# Replacing Belts on Kimpex snowblower



## yam03 (Jan 28, 2012)

Hi
I am trying to replace both belts on a Kimpex snowblower that attaches to my ATV but am not sure how I need to go about.
I was looking at this and it looks like I need to take the whole pulley system along with the shaft but would not start taking this all apart unless I really need to. So, does anybody out there know where I should go with this?
Thanks
P.S. I am new to this forum and have search but could not find any links. Maybe I am just not searching for the proper thing but I found some very interesting forums.
Great place.


----------



## bwdbrn1 (Nov 24, 2010)

Hello, and welcome to the forum. I would say it would be a great idea to contact the company and get a manual, if you don't already have one. They should be able to tell you the best and necessary approach, unless one of our members has had experience with your brand of machine and can walk you through the process.


----------



## yam03 (Jan 28, 2012)

Thanks for the info. I will check with the company tomorrow as today they are closed.
I was hoping that maybe someone had already done this or had a manual that would explain which parts I need to start with.


----------



## yam03 (Jan 28, 2012)

I got an answer from another site. Basically, you need to pull the shaft from the chain side. You need to loosen Chain drive for auger. Slip chain off drive sprocket. Unbolt the end bearing on auger drive shaft. Loosen the set screw near the sprocket. Remove the shear pin next to the Drive Pulley. Loosed the set screw by the drive pulley next to gear box slide the auger drive shaft out from the Drive Pulley.

Loosend the Impeller from the Drive Gear Box. so that you can get the gear box to move
Unbolt the gear box so you can wiggle the Drive pulley away from the bottom guard to slip the belts back on.

| Extracted material |
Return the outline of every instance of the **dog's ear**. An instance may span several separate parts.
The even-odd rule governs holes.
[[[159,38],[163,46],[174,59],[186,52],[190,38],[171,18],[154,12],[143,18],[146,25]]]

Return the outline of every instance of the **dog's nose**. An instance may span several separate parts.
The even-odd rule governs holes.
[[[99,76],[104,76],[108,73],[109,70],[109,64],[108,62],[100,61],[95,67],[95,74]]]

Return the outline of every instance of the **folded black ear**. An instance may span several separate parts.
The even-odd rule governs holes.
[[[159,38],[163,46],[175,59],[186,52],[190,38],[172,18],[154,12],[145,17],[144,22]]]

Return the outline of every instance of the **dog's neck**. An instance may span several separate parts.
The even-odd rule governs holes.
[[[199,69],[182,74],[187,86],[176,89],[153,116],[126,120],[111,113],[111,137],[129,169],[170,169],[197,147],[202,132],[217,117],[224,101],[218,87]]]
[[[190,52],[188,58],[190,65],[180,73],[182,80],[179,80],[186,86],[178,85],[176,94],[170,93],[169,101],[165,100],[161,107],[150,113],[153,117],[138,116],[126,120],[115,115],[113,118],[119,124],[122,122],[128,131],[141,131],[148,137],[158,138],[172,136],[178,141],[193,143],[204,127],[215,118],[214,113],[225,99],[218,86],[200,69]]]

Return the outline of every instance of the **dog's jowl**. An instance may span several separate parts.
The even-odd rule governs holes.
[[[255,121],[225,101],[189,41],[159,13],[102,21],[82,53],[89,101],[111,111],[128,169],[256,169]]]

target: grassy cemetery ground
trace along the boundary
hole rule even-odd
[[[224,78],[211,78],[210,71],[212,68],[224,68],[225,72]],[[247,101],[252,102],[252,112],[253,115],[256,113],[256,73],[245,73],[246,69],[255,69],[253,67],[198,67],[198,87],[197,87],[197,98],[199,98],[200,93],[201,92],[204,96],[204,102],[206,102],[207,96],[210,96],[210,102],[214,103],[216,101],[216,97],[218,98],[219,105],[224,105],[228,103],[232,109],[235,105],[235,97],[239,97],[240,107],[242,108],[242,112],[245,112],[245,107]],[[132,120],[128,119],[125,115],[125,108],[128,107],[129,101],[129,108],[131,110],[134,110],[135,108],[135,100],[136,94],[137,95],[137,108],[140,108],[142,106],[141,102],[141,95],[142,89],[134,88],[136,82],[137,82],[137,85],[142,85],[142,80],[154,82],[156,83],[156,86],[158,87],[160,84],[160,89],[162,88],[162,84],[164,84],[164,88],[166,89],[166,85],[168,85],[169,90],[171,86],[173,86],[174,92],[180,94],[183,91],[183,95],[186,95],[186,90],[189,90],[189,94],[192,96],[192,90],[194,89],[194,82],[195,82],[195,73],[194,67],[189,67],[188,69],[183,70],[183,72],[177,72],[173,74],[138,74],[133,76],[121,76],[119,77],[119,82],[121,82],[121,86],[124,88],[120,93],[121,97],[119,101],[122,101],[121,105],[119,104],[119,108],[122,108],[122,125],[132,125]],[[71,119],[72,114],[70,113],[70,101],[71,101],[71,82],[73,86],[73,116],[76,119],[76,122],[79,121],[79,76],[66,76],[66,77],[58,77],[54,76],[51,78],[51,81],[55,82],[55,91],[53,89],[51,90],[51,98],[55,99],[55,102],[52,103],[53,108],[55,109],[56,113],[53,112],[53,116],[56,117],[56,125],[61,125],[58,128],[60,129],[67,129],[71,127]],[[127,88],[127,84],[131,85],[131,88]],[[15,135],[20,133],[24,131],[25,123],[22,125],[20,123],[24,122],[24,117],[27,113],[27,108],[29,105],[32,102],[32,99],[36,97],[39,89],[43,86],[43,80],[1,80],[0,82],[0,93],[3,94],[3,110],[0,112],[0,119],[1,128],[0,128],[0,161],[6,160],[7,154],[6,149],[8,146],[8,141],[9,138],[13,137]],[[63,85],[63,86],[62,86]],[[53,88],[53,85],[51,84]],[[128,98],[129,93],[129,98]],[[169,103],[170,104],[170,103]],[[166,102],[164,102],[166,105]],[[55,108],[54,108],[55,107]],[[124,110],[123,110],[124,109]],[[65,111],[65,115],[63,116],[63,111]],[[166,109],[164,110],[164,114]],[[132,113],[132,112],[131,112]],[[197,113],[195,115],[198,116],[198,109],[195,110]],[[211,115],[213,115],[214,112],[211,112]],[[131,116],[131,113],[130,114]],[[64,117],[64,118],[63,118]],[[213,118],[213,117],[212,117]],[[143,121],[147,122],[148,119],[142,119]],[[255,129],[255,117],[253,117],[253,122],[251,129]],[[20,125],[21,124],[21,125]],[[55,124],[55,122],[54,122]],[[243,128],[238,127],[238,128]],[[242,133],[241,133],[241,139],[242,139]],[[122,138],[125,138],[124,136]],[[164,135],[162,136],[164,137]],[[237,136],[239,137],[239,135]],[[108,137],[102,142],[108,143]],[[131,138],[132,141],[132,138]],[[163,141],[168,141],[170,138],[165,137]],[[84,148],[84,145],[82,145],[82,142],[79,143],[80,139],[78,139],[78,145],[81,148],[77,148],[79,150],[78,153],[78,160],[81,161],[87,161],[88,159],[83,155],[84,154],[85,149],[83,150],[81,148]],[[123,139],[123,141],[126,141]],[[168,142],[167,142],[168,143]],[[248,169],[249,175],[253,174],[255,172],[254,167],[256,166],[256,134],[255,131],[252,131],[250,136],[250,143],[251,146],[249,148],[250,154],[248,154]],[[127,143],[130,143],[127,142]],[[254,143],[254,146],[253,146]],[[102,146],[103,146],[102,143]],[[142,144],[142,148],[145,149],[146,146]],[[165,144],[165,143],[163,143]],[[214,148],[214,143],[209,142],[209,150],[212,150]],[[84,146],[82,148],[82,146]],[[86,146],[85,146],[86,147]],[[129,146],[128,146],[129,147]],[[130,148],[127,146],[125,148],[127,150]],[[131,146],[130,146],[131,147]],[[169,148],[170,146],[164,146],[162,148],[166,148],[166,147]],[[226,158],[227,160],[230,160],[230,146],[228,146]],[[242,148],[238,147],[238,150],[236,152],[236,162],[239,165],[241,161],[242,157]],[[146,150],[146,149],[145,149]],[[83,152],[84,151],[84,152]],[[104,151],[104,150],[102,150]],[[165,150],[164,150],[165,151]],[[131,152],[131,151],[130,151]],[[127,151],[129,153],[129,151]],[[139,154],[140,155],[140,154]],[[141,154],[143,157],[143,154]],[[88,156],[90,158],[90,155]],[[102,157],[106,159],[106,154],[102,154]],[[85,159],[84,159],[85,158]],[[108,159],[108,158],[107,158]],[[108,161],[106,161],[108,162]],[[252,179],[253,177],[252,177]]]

| Written problem A |
In the snowblower thread, list every part the final post says to loosen.
| Written problem B |
According to the final post of the snowblower thread, from which side must the shaft be pulled?
| Written problem C |
Translate this sentence from the snowblower thread into Spanish: "Remove the shear pin next to the Drive Pulley."
The rows have nothing to do with the snowblower thread.

| Answer A |
- The chain drive for the auger
- The set screw near the sprocket
- The set screw by the drive pulley next to the gear box
- The impeller, from the drive gear box

| Answer B |
From the chain side.

| Answer C |
Retire el pasador de seguridad junto a la polea de transmisión.